Processors are run on data between being received and being exported. Processors are optional though some are recommended.

The processors: section is how processors are configured. Processors may come with default settings, but many require configuration. Any configuration for a processor must be done in this section. Configuration parameters specified for which the processor provides a default configuration are overridden.

Configuring a processor does not enable it. Processors are enabled via pipelines within the service section.

A basic example of the default processors is provided below. The full list of processors can be found by combining the list found here and here.

For detailed processor configuration, see the processor README.

* Entries supplied:

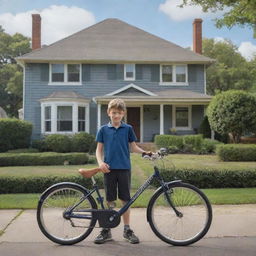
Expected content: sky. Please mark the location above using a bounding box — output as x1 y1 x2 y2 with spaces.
0 0 256 60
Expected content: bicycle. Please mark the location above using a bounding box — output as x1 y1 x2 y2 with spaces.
37 150 212 246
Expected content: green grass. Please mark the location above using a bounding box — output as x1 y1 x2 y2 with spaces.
0 154 256 209
0 188 256 209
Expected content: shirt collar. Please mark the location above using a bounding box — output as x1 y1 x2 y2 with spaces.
108 121 125 128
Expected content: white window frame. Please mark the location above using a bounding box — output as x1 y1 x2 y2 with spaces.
172 105 192 131
159 64 188 86
48 63 82 85
41 101 90 135
124 63 136 81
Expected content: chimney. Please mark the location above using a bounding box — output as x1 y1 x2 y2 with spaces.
193 19 203 54
32 14 41 50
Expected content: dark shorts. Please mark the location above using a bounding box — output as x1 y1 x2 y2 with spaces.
104 169 131 202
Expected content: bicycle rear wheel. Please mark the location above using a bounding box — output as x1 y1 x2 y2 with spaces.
37 183 97 245
147 183 212 246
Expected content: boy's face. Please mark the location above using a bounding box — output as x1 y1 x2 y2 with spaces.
108 108 125 125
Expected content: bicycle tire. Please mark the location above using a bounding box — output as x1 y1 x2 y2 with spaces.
37 182 97 245
147 182 212 246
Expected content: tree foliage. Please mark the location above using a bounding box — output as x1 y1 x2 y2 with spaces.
0 26 31 117
203 39 256 95
207 90 256 143
181 0 256 38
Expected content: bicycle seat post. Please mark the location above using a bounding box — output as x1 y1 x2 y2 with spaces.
91 176 96 186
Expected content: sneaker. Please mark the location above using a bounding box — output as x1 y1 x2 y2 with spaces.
124 229 140 244
94 228 112 244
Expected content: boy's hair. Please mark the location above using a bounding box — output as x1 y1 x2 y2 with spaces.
108 99 126 111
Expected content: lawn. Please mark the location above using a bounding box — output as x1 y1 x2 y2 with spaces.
0 154 256 209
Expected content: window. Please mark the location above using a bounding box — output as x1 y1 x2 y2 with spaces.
68 64 80 82
124 64 135 80
57 106 72 132
172 106 192 130
44 106 51 132
162 65 172 82
176 107 188 127
41 100 90 134
160 65 188 85
50 64 81 85
78 107 85 132
52 64 64 82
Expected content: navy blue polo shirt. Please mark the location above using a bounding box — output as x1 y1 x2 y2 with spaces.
96 122 137 170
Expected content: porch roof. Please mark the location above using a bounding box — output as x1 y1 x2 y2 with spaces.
94 89 212 105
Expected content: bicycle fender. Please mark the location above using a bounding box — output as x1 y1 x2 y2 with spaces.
147 180 182 222
39 182 89 202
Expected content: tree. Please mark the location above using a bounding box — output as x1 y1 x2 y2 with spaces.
203 39 256 95
207 90 256 143
180 0 256 38
0 26 31 117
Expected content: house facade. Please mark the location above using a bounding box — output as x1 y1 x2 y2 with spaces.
17 15 213 142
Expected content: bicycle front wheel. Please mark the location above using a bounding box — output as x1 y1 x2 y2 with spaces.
37 183 97 245
147 183 212 246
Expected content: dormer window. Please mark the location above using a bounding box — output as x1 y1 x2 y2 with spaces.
160 64 188 86
49 63 82 85
124 64 135 81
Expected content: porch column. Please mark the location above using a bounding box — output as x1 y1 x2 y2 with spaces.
97 104 101 130
160 104 164 134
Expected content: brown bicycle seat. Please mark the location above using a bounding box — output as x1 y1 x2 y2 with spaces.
78 167 101 178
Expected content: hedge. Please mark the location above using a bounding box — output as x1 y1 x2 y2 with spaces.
154 167 256 188
216 144 256 161
0 152 94 166
0 175 103 194
0 118 32 152
155 134 220 154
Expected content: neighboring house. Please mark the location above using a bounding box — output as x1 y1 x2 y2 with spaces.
17 14 213 142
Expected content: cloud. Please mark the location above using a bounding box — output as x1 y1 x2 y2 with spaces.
159 0 222 21
238 42 256 60
0 5 95 45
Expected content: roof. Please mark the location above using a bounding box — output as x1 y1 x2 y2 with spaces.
17 19 214 63
40 91 90 102
94 86 212 104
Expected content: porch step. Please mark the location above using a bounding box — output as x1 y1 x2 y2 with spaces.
136 142 157 152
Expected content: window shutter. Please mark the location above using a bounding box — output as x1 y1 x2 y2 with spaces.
40 63 49 82
82 64 91 82
107 64 117 80
188 65 197 82
151 65 160 82
135 64 143 80
116 64 124 80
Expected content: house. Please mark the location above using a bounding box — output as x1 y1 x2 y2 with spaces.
17 14 213 142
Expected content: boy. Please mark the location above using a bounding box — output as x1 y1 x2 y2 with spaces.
94 99 145 244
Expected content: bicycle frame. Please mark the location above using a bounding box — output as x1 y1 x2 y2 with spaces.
66 166 181 221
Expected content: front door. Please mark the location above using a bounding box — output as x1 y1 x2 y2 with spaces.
127 107 140 141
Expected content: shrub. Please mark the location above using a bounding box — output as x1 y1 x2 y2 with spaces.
45 134 71 153
155 135 183 150
207 90 256 143
183 134 203 153
198 116 211 138
200 139 222 154
0 118 32 152
71 132 96 153
216 144 256 161
0 152 92 166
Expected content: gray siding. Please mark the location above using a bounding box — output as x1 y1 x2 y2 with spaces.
24 64 204 140
143 105 160 142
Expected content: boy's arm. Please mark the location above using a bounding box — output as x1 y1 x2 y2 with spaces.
130 141 146 154
96 142 110 173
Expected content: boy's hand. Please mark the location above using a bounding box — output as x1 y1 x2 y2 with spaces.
141 151 153 157
99 163 110 173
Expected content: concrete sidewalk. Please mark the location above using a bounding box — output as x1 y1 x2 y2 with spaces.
0 205 256 243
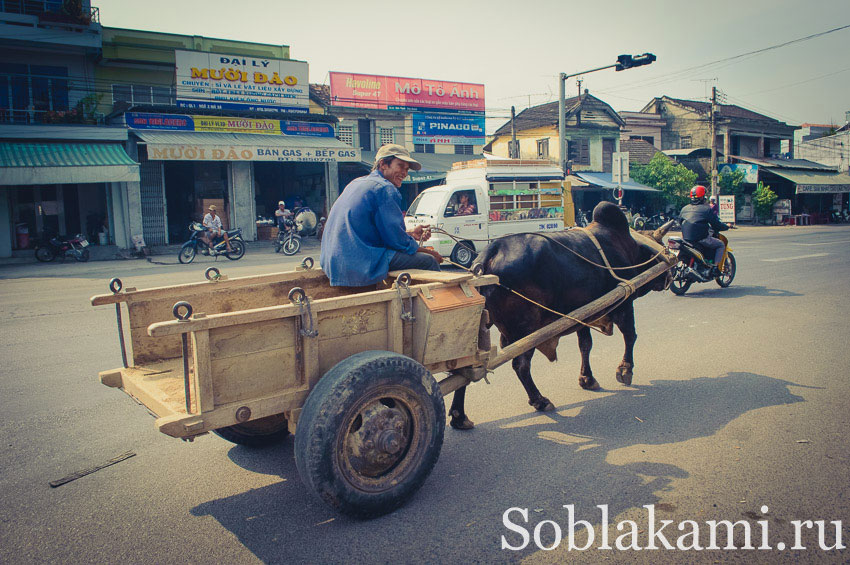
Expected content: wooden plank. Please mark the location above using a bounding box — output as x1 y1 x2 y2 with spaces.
208 318 295 359
191 330 215 414
487 263 670 369
211 347 299 406
156 388 310 437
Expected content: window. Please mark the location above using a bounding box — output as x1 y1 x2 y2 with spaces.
380 128 395 145
567 139 590 165
0 63 70 123
336 126 354 147
537 138 549 159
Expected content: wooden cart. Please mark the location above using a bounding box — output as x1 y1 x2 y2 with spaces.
91 254 669 517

* Given request 1: In the processor text, list every sentence that begins with the word "Processors".
* Given request 2: Reproduce the processor text from "The processors: section" up to and including "here and here.".

* Full answer 1:
- Processors are run on data between being received and being exported.
- Processors are optional though some are recommended.
- Processors may come with default settings, but many require configuration.
- Processors are enabled via pipelines within the service section.

* Full answer 2:
The processors: section is how processors are configured. Processors may come with default settings, but many require configuration. Any configuration for a processor must be done in this section. Configuration parameters specified for which the processor provides a default configuration are overridden.

Configuring a processor does not enable it. Processors are enabled via pipelines within the service section.

A basic example of the default processors is provided below. The full list of processors can be found by combining the list found here and here.